Text block.
****************************************
THE WILY SELF-PROMOTING HENRY JAGLOM
Henry Jaglom is largely famous/known in Hollywood for a couple of reasons. One, he was friends with Orson Welles and became very closely associated with Welles toward the end of the film legend’s career and life. Two, he was – and still is – able to string to together a seemingly endless number of modestly budgeted films that would be advertised on a single billboard on Sunset that apparently was his as it only had advertisements for his films and the film’s poster image would stay up there for an entire year, until it was replaced by the next Henry Jaglom production. Say what you want about his filmography and style (his films routinely feature a core troupe of veteran character actors and for the last several years, have often starred Tanna Frederick, a friend of mine), but his (more or less) annual output of films is rivaled only by Woody Allen when it comes to their prolific nature, as is his independence to write and direct films on subjects and genres and styles that he is interested in and entertained by.
However, it took me awhile to come to the appreciation I have for Jaglom because of some self promotion shenanigans he pulled while I was working at Videotech. His latest film, EATING, I believe it was, had come out on video. Jaglom came into the store occasionally, and without asking us, and without us seeing what he had done, he had put stickers on the backs of several of the shelves where the video boxes were stacked, so if there was some empty space, you couldn’t help but see the poster for his film. And those things wouldn’t just peel off. We had to get paint scrapers to take care of the infestation. He could not have pissed us off more, if he had dropped a dozen un-rewound videos in the drop box overnight. Bastard. I believe we may have pointedly pointed out his film to random customers telling them that whatever they did, NOT to rent that one.
Which, of course, just gave the film more juice.
Bastard!
A SUNDAY MORNING VISIT FROM THERESA RUSSELL
Working the Sunday morning shift at the video store was alternately a lame assignment (because NO ONE cane in the store on that day at that time) and also one of the best (because NO ONE came in the store on that day at that time). In fact, it was so lax that we seriously needed an enforced dress code since we often just rolled out of bed and didn’t bother to change clothes before heading into the store. In fact, one of my outfits (I believe it was a striped t-shirt with plaid shorts and a Gilligan hat) – kind of hard to believe by anyone that knows me now inspired Ka’lyn, a gay co-worker, to say that I was “painfully heterosexual,” meaning that my style-sense at that time was clearly so heterosexual that it actually hurt him to witness it and have to work next to it.
****************************************
Excerpts from point annotation data.
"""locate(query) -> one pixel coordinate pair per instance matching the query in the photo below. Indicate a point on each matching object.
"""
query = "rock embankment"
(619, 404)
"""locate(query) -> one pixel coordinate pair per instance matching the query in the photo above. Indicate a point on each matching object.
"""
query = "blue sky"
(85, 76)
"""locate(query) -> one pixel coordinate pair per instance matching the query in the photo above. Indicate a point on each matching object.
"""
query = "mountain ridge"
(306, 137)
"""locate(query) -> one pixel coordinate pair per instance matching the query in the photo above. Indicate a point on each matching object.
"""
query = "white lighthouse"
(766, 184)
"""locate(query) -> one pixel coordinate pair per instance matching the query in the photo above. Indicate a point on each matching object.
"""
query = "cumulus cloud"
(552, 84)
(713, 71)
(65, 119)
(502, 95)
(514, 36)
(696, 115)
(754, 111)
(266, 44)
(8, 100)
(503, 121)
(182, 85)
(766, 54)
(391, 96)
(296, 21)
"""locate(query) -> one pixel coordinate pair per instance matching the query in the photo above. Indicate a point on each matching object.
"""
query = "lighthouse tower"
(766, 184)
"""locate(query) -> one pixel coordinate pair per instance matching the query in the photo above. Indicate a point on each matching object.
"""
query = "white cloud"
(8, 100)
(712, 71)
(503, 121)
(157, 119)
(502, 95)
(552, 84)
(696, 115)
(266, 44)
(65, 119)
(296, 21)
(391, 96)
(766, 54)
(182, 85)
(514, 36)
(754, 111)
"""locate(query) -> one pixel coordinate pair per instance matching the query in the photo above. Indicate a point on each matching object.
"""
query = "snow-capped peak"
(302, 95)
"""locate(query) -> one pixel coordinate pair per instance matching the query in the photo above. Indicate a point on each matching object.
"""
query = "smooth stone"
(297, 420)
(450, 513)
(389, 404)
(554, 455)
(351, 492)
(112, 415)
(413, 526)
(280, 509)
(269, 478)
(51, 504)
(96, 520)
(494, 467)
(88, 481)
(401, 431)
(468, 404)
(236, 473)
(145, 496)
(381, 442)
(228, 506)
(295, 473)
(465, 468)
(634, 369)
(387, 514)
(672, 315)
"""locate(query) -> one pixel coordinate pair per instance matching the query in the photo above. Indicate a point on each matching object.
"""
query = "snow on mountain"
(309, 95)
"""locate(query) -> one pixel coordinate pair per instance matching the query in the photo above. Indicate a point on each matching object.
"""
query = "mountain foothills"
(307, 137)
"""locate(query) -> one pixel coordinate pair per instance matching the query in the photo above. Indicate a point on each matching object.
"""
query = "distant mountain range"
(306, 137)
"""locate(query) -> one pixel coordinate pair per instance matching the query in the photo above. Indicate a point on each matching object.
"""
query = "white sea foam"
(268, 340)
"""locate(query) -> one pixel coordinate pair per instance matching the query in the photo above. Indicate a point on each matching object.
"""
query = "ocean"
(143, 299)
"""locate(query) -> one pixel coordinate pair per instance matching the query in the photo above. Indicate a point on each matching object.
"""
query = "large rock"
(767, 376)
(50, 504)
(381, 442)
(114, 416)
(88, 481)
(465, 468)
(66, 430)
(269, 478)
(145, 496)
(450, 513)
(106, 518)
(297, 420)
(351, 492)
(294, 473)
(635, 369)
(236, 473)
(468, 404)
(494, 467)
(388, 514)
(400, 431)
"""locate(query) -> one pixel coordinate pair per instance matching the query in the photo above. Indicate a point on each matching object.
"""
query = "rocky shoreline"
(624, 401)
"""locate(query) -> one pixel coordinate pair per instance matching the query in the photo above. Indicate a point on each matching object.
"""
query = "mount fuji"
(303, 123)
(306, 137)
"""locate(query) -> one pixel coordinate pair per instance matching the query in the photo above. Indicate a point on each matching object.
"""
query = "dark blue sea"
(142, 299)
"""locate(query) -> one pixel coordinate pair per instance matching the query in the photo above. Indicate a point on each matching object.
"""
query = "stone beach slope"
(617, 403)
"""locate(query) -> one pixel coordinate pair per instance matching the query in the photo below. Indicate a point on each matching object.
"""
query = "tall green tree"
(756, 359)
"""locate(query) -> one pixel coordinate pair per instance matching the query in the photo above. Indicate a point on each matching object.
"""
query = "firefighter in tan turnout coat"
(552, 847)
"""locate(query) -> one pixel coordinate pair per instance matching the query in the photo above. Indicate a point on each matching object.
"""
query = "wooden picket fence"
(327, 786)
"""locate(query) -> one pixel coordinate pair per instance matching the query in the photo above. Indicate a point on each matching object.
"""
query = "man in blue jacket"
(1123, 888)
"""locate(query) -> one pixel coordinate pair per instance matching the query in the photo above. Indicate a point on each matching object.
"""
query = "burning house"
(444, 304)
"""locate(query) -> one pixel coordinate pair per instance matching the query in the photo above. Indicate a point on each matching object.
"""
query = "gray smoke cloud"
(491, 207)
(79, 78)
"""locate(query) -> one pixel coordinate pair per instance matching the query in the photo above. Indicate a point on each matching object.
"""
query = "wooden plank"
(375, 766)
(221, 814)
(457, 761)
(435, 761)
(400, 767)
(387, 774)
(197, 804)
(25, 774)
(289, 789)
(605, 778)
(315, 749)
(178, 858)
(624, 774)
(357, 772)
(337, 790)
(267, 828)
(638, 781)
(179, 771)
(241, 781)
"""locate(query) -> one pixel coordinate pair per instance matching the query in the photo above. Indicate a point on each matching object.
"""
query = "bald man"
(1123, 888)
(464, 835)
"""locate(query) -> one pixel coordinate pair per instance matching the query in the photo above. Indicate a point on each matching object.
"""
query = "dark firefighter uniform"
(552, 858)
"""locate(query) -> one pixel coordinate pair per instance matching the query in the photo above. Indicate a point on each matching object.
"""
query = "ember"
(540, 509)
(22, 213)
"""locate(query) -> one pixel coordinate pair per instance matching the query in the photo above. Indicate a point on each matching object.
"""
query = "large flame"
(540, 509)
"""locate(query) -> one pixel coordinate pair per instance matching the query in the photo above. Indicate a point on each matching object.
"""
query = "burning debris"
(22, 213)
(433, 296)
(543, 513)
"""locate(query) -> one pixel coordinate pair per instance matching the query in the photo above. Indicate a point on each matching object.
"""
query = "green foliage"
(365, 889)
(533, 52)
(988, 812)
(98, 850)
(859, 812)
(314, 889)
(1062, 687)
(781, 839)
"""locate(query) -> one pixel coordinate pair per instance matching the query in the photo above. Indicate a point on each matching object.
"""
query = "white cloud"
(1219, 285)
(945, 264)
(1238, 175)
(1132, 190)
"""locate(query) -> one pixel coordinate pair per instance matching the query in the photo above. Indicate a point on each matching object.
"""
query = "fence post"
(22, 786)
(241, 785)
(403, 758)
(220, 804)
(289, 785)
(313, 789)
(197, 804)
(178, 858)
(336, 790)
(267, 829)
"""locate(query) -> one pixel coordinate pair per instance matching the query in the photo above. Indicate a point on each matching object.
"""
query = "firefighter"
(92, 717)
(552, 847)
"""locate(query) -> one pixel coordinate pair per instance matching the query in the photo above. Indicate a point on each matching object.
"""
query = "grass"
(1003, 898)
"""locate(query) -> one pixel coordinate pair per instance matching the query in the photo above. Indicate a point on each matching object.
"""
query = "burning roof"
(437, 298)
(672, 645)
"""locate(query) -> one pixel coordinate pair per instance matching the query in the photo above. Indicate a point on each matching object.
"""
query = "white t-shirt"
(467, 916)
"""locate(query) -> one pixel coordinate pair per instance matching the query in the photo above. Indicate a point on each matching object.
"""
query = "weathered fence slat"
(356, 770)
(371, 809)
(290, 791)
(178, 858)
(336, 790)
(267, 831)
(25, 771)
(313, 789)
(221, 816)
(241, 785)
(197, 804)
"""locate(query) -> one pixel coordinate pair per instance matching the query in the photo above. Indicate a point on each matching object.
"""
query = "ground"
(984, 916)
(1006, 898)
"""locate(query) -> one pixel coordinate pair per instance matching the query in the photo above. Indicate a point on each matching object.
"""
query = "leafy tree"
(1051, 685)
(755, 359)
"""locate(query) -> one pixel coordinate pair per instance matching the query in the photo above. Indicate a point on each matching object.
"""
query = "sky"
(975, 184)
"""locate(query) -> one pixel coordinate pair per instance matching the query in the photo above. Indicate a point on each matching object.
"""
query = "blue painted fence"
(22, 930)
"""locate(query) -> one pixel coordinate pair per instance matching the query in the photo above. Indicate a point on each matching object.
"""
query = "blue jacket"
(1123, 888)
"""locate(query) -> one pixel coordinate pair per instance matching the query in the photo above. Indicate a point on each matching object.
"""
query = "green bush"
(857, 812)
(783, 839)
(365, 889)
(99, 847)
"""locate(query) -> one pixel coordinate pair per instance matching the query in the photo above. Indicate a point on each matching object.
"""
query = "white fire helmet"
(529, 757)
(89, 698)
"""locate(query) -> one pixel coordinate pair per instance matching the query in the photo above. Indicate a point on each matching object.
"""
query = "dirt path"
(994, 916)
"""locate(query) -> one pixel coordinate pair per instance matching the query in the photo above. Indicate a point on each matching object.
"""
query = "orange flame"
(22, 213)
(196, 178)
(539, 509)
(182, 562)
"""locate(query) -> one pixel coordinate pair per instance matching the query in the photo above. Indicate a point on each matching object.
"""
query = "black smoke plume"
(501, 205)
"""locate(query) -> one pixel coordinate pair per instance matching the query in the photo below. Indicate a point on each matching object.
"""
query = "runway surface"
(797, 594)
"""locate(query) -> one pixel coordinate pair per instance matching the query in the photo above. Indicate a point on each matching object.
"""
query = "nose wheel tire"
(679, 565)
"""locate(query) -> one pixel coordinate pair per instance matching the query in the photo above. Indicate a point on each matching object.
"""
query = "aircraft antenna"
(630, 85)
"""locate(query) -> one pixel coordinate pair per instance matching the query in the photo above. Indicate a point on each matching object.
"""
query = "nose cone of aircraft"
****************************************
Task goal. Write out the passage of the video store recollection from "Which, of course, just" through "next to it.", word for word.

Output below.
Which, of course, just gave the film more juice.
Bastard!
A SUNDAY MORNING VISIT FROM THERESA RUSSELL
Working the Sunday morning shift at the video store was alternately a lame assignment (because NO ONE cane in the store on that day at that time) and also one of the best (because NO ONE came in the store on that day at that time). In fact, it was so lax that we seriously needed an enforced dress code since we often just rolled out of bed and didn’t bother to change clothes before heading into the store. In fact, one of my outfits (I believe it was a striped t-shirt with plaid shorts and a Gilligan hat) – kind of hard to believe by anyone that knows me now inspired Ka’lyn, a gay co-worker, to say that I was “painfully heterosexual,” meaning that my style-sense at that time was clearly so heterosexual that it actually hurt him to witness it and have to work next to it.